>> BEGIN MATERIAL FOR THE TASK
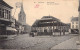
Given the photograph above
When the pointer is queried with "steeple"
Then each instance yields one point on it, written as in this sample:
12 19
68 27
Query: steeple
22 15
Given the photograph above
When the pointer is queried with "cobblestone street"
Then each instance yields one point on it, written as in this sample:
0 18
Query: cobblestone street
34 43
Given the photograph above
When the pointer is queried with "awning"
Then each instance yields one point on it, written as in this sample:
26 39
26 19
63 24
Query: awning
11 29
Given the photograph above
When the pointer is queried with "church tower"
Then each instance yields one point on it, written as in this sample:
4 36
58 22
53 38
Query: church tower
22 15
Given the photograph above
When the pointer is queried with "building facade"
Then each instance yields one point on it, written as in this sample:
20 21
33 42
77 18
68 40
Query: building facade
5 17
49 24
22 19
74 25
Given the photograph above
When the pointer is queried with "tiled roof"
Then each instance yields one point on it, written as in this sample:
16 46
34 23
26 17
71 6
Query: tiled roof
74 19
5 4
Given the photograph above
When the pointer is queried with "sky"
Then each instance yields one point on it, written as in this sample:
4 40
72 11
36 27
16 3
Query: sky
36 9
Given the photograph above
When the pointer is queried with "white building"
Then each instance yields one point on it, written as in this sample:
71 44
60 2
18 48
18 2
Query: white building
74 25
>> END MATERIAL FOR THE TASK
>> BEGIN MATERIAL FOR THE TASK
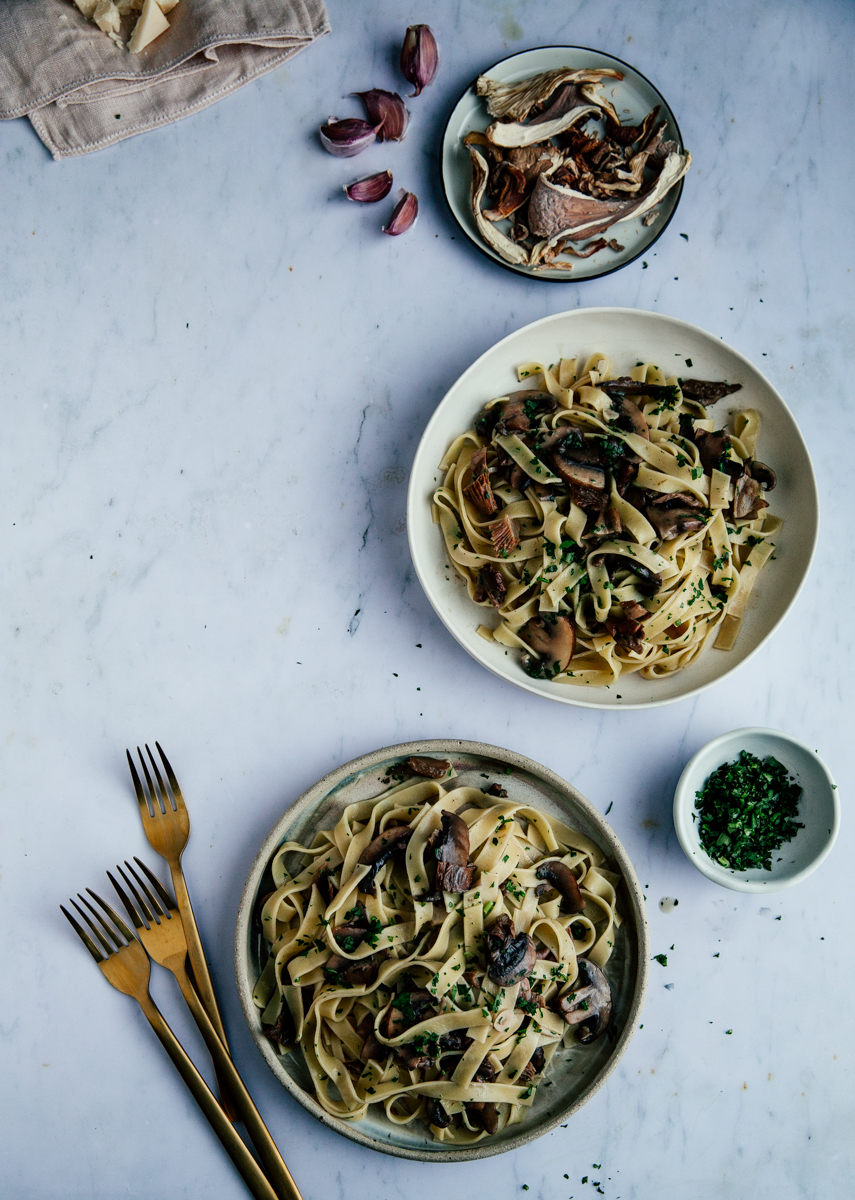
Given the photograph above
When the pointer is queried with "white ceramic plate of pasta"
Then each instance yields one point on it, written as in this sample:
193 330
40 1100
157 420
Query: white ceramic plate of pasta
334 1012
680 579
>> END MATERIAL FOR THE TASK
> **SHORT PROBLEM**
Pull out each line of the entries above that contains the word "tower", and copy every such line in full.

> **WRITTEN ANSWER**
When the pointer is queried with "church tower"
Query: church tower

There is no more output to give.